Textauszug:
=-=-=

Thomas Hettche: Pfaueninsel (Kiepenheuer & Witsch, 352 S., 19,99 Euro)
Diese Geschichte hat eine Geschichte, eine wahre – nachzulesen in historischer Literatur über die Havel und ihre Pfaueninsel und über das preußische Königshaus. Doch ist das Drumherum Märchenstoff mit all seiner wunderbaren und bitteren Wahrheit und elementar in seiner Wirkung auf Herz und Verstand. Thomas Hettches (49) neuer Roman „Pfaueninsel“ – nominiert für den Deutschen Buchpreis – kann beim Leser große Gefühle wecken.
Da geht es durchweg um Monströses, wie die Zeit, die Vergänglichkeit. Gewaltig auch die Betrachtung der Natur, die Antikörper gegen menschliche Bevormundung entwickelt. Nicht weniger gigantisch wird das Thema Liebe behandelt, deftigen Sex inklusive. Das alles verbindende Element ist ein „Monster“ – die Zwergin Marie. Sie hat den von der preußischen Königin Luise für ihren ebenfalls kleinwüchsigen Bruder Christian gefundenen Begriff auf sich übertragen und kann sich Zeit ihres Lebens davon nicht freimachen.

=-=-=

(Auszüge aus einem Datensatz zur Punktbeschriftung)
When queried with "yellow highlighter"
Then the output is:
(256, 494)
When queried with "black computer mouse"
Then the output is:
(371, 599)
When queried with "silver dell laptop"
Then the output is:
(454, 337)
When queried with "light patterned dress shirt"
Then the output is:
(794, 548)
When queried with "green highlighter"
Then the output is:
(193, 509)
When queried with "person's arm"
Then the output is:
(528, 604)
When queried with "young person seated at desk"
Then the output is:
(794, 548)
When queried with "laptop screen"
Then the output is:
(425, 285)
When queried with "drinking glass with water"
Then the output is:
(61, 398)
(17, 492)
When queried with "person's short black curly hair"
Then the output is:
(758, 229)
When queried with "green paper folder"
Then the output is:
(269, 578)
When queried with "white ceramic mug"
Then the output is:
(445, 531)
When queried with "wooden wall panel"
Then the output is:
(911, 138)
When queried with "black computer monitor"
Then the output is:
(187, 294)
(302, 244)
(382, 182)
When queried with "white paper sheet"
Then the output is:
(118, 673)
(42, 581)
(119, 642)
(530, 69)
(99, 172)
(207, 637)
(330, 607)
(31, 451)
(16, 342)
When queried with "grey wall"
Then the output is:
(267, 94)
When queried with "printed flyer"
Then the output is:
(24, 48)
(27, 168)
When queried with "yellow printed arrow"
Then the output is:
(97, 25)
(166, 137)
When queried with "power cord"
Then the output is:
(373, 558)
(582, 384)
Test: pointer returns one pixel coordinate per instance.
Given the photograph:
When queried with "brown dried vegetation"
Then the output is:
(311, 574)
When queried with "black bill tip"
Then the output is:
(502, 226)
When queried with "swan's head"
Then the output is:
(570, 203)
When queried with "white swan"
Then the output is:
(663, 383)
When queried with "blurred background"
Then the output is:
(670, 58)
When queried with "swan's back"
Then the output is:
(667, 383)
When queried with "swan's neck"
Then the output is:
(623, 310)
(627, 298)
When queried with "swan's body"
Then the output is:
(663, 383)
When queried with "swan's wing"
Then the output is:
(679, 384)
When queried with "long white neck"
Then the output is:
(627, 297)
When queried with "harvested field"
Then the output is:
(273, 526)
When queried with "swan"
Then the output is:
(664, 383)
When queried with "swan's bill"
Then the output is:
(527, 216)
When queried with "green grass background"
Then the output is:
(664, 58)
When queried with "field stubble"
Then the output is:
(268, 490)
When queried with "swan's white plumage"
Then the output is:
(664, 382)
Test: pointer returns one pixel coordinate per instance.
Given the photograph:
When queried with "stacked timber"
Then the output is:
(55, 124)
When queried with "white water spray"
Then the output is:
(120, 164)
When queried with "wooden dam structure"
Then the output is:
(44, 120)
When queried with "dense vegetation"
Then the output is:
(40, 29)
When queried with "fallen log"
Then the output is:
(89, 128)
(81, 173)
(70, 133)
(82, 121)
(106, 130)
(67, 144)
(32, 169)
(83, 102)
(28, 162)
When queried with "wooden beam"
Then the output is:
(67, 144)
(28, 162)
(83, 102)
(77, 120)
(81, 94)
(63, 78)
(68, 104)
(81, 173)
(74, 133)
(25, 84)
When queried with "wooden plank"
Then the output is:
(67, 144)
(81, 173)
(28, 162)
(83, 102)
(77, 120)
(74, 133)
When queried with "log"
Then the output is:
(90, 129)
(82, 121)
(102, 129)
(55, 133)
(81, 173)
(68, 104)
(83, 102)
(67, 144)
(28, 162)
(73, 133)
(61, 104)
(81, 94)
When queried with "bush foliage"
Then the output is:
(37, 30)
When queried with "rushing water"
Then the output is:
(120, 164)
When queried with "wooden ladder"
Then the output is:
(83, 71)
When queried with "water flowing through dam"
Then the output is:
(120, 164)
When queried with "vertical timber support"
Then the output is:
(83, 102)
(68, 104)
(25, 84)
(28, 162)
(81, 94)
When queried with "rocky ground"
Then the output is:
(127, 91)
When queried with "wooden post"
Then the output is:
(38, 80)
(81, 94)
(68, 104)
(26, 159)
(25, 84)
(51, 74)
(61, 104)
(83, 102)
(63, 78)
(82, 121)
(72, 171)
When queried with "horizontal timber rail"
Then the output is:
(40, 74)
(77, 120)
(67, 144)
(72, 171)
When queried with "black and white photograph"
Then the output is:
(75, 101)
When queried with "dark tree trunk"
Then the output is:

=-=-=

Aufgabe:
Schreibe die Buchbesprechung von „Da geht es durchweg“ bis „davon nicht freimachen.“ neu und setze dabei „Endlichkeit“ an die Stelle von „Vergänglichkeit“.

Lösung:
Da geht es durchweg um Monströses, wie die Zeit, die Endlichkeit. Gewaltig auch die Betrachtung der Natur, die Antikörper gegen menschliche Bevormundung entwickelt. Nicht weniger gigantisch wird das Thema Liebe behandelt, deftigen Sex inklusive. Das alles verbindende Element ist ein „Monster“ – die Zwergin Marie. Sie hat den von der preußischen Königin Luise für ihren ebenfalls kleinwüchsigen Bruder Christian gefundenen Begriff auf sich übertragen und kann sich Zeit ihres Lebens davon nicht freimachen.